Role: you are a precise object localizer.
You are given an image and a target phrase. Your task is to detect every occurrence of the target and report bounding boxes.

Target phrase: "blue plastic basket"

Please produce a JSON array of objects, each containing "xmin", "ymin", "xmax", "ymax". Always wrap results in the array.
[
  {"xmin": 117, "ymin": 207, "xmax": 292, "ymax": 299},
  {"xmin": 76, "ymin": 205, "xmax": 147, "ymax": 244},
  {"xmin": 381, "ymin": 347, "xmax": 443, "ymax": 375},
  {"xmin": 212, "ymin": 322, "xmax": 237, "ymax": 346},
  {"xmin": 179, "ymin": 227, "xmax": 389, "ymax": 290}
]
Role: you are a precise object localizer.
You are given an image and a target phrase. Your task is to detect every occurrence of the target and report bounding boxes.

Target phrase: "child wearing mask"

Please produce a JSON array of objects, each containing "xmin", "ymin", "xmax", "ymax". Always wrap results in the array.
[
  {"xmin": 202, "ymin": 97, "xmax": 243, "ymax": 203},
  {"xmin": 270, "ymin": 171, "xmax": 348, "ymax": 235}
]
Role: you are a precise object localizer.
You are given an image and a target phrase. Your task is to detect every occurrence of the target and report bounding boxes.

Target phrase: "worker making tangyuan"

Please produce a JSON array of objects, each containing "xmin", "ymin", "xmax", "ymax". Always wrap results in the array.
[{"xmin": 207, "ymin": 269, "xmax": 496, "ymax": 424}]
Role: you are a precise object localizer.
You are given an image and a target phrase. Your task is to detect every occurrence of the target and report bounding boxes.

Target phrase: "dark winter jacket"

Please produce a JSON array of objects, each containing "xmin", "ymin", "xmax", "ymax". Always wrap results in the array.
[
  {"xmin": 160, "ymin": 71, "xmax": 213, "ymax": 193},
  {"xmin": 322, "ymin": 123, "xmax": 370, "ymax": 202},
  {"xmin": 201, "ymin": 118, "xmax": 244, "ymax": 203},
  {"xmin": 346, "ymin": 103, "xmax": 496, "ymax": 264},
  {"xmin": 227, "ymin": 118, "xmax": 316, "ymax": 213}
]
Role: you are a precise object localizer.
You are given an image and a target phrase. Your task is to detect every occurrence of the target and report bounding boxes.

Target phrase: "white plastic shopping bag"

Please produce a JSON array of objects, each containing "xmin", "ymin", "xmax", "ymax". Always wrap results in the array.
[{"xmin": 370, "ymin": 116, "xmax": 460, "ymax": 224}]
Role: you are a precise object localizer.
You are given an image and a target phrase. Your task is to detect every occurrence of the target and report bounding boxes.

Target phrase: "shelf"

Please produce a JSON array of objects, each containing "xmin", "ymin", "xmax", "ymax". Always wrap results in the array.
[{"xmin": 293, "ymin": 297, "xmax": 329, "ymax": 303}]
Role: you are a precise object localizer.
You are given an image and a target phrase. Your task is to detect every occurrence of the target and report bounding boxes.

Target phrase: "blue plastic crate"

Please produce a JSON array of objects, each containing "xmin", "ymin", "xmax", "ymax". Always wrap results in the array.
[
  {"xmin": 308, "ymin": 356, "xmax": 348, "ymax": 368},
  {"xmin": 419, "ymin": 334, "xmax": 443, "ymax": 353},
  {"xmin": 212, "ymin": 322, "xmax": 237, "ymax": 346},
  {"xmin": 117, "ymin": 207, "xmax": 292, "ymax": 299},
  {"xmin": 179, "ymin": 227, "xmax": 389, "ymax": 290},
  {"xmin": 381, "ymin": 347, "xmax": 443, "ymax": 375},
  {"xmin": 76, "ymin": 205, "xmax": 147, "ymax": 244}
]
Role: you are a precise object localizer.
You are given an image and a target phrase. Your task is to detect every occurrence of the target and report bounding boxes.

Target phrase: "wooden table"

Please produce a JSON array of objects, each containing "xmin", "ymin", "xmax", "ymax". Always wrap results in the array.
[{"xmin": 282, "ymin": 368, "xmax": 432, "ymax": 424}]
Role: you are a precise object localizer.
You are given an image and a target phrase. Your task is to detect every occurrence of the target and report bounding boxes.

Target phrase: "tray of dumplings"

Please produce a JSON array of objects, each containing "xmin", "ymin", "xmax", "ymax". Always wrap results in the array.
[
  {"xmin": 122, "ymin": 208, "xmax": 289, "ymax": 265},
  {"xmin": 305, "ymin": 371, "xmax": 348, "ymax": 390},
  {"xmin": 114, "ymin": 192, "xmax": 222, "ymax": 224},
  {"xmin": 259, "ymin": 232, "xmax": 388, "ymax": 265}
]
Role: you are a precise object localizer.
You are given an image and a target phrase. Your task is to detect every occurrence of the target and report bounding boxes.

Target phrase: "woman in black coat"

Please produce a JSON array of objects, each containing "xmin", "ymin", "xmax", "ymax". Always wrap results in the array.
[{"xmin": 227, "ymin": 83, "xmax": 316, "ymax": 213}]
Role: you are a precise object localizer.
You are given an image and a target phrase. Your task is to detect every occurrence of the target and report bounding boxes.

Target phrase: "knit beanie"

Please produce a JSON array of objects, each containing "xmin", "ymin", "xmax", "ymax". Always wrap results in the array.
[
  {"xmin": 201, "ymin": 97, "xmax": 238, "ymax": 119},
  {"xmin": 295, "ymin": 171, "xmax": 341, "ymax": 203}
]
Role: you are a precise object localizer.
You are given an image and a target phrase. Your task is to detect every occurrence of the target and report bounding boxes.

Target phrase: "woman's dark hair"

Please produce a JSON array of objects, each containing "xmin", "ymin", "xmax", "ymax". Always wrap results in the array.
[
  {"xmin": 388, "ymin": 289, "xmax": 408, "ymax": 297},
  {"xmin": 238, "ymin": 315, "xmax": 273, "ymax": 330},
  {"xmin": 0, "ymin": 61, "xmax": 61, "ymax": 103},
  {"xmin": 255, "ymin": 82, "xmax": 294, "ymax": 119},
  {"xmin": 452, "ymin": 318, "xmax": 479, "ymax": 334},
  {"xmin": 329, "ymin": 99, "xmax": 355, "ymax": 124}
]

[TASK TO COMPLETE]:
Find every line in the records that contains the word "woman" and copy each of those lines.

[WRITTEN RESPONSE]:
Target phrase: "woman in black coat"
Target phrase: "woman's dark hair"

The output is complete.